[Recorded data]

■ ■ ■ ■

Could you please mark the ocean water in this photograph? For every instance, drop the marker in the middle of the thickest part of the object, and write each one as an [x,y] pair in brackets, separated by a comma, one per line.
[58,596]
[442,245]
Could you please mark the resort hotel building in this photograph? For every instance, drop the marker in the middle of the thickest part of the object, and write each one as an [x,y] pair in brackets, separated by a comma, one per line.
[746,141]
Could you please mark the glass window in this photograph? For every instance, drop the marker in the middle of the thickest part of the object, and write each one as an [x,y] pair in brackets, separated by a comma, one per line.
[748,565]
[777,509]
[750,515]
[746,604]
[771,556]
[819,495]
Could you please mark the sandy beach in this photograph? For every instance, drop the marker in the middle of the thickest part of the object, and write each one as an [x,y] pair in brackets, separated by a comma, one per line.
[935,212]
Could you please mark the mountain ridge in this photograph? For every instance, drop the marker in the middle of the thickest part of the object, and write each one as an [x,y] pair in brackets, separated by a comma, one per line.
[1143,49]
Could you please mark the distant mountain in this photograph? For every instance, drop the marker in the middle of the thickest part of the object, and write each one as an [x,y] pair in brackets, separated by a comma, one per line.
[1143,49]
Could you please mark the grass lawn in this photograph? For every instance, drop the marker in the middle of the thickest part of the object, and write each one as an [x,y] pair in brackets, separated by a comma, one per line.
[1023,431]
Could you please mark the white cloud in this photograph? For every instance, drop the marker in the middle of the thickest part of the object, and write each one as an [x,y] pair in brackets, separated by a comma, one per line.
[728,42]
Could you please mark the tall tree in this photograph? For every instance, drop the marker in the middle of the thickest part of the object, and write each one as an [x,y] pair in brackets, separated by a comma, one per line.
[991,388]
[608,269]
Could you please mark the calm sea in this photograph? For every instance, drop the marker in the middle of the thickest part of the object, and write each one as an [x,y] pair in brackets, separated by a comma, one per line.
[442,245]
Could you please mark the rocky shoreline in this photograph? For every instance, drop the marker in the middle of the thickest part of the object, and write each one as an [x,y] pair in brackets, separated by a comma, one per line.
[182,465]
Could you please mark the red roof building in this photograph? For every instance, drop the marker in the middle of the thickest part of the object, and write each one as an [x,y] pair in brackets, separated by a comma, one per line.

■ ■ ■ ■

#### [What to work on]
From the first record to the last, print each one exactly.

#### [Solution]
Could you please mark the ocean water in this photograph? For every instance, drop the marker in the middle of the thickest part of the object, and write each one as an [x,y] pair in brackets, separated by a comma, one per line.
[58,596]
[442,245]
Could you please mark the resort hotel building in this photograph? For every instance, drop the marker in the middle of the thickest part of the object, and write each one as an [x,y] pair in brackets, separated by a comma, one per line.
[746,141]
Could you please mark the glass window in this photograph? For every instance, drop the marker in the middle of the thickest part of the object, and write each one as an [x,y] pair in brackets, separated by a comma, one per line.
[748,565]
[777,509]
[750,515]
[746,604]
[771,556]
[819,495]
Could you please mark the sandy beach in this photograph? For every instance, drop the marker in the middle of the thickest part of the object, and write each one as an [x,y] pair in brackets, separated by a comma, one per line.
[935,212]
Could you please mark the mountain ridge in this photograph? For every instance, drop the marker in the middle of the thickest part of the object, and write each one as an [x,y] pair in brackets, separated by a comma, one per line.
[1143,49]
Could you please mark the distant mountain in this photograph? For every instance, drop the marker in the middle of the thickest part of the object, and write each one as an [x,y] pair in brackets, separated by a comma, one per line.
[1143,49]
Could you please mark the grass lawn in this photograph? For every instance, drop the marker in the middle of the thickest part of the object, and write each one as an [x,y] pair in brackets, separated by a comma, one per line.
[1023,431]
Could you please mark the white cloud in this photograph? For every instance, drop the marker in the middle of the thickest part of the object, and write each one as an [x,y] pair in brackets, separated by a comma, one per line.
[728,42]
Could you please mark the tall tree in this photograph? For every instance, drop the marker in the middle of the thickest part of the object, and write each one as an [x,y] pair in brackets, separated by a comma, one per line.
[991,388]
[608,269]
Could you please mark the calm sea in this photograph? For every instance, drop the marker in the middle of the thickest part of the object, and write each one as an [x,y] pair in brackets, separated by a comma, one per line.
[442,245]
Could you please mark the rocky shoreline in this photograph? For every instance, drop the marker in the middle of the thickest part of the object, and write each one as an [x,y] pair in brackets, separated by a comma, one per line.
[182,465]
Could you please mark the red roof building in this photograph? For every instance, drop the marker in the middle of the thickest part of the object, and write each one as an [x,y] pair in brackets, separated by a comma, one per line.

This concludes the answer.